◆ Problem
Each line of the data should be transcribed exactly as given.

-- Opening Marker --

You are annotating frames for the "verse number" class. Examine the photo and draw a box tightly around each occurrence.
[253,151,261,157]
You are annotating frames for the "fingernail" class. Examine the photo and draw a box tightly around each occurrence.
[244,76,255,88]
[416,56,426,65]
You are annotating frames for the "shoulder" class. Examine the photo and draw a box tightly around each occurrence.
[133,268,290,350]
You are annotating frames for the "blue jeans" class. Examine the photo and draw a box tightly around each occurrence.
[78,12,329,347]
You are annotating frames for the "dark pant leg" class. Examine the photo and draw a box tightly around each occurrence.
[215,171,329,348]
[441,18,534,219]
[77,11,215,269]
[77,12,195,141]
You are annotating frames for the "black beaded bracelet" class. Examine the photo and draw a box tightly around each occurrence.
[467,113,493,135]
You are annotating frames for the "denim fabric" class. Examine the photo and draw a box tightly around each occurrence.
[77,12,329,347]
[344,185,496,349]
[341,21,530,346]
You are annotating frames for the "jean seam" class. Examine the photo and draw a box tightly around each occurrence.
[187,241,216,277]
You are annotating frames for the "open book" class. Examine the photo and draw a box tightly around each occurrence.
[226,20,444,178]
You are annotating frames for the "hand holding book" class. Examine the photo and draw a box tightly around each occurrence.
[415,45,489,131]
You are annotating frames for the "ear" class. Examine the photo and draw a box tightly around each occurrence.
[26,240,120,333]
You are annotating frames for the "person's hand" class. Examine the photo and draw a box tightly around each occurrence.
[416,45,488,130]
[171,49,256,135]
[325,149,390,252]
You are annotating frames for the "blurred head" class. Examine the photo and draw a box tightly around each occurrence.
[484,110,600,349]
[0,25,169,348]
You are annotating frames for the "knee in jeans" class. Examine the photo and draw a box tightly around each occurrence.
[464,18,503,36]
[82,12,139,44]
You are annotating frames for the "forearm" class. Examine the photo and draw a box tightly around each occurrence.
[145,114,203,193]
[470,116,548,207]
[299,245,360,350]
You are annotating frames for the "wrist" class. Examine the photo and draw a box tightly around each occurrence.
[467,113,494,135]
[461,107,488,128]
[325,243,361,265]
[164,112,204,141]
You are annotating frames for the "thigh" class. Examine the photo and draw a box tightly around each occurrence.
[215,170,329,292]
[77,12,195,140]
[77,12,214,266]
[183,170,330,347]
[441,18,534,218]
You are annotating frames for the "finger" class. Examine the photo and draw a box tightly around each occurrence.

-- Closing Marker --

◆ Output for this exercise
You are annotating frames for the "verse number" class. Examine the photo and draw a box tightly around each occurrence.
[253,151,261,157]
You are annotating frames for the "fingernail" class. Examine the photo and draw a box tightly around each occurrence.
[244,76,255,88]
[416,56,426,65]
You are annotating frames for the "shoulder" class. Examine the photo and draw a box tightly around each occurrence.
[133,268,290,350]
You are annotating frames for the "blue jeans" class. Examine the photo and draw a box tightly around each occurrence.
[78,12,329,347]
You are annotating frames for the "dark pant leg" class. Examine the photo and draw a box tightly around each occurrence.
[215,171,329,348]
[441,18,534,219]
[77,11,215,269]
[77,12,195,141]
You are annotating frames for the "black beaded bracelet" class. Examine the photo and draw a box tightly around each occurrence.
[467,113,493,135]
You are annotating frames for the "denim fabric" class. Examine the photo and draw a box tightly around each occurrence.
[77,12,329,347]
[344,185,496,349]
[341,21,530,346]
You are annotating frames for the "jean seam" class. Examine the photo and draw a box tightly around each occurrence.
[187,241,216,277]
You are annotating frames for the "open book" class. Examine the photo and draw a box tightly around each occurrence.
[226,20,444,178]
You are annotating frames for the "hand holding book" class. Examine the photo and draw a box tightly around each occurrence.
[415,45,489,131]
You are annotating frames for the "ear" class. Examine the photo and draw a box tightly around each occurrence.
[26,240,120,333]
You are annotating frames for the "person's hand" class. Examine the photo and draw a box tightly around each occurrence.
[416,45,488,130]
[171,49,256,135]
[325,149,390,252]
You are annotating frames for the "blurred head" class. Examine the photo and draw a box tightly around each occurrence.
[484,110,600,349]
[0,25,169,348]
You are annotating frames for the "knee in jeans" class. Examine the photo and draw a box tightly around each occurrence.
[464,18,503,36]
[82,12,139,44]
You are annotating frames for the "forearm" class. Examine the photo and draw a box tightly around each occurrence.
[145,114,203,193]
[470,116,548,207]
[299,245,360,350]
You are annotating frames for the "wrist" class. Examine the photo and draw a box tightly around each occurrence.
[467,113,494,135]
[461,107,488,128]
[325,243,361,265]
[164,112,204,141]
You are annotating frames for the "thigh" class. Examine the photo and draw a box tightly around each occurrence.
[215,170,329,292]
[77,12,195,140]
[77,12,214,266]
[183,170,330,347]
[441,18,534,218]
You are annotating frames for the "finger" class. Examine the photo and draw a box tightly around each occurrence.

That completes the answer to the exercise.